_Supplied data_:
*-*-*

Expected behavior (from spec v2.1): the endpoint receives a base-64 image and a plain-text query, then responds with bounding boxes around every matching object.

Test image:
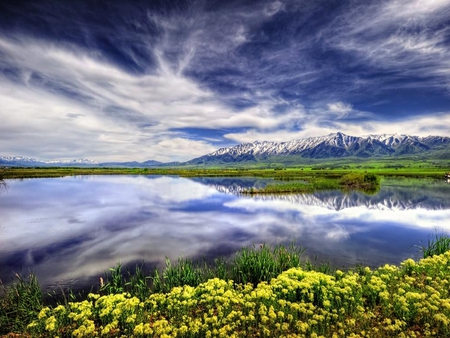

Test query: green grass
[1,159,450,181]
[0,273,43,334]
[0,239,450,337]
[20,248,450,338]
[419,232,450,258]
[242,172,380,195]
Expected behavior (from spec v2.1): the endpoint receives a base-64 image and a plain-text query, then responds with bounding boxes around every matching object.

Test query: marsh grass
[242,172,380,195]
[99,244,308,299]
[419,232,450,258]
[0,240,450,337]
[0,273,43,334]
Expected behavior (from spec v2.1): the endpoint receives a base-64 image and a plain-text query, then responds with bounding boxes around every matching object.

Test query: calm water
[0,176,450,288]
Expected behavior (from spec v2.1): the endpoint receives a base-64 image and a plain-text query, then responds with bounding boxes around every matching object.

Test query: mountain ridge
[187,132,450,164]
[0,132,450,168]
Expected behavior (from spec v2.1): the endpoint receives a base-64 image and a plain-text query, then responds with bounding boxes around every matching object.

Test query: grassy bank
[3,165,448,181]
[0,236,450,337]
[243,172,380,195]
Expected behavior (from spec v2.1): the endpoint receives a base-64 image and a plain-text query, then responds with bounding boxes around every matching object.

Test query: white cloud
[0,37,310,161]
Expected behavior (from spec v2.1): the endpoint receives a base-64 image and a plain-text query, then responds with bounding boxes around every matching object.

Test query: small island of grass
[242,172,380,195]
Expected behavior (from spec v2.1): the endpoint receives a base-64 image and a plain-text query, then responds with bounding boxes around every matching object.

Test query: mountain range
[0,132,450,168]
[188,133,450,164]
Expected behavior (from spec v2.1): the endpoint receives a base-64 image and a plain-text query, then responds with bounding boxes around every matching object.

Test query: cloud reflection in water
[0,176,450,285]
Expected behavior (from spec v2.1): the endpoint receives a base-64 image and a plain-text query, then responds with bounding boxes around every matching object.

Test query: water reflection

*-*-*

_Instructions to follow_: Find every line in the items above that contains the word "cloud" and copy each one. Case counts.

_Task result_:
Test query: white cloud
Test query: cloud reflection in water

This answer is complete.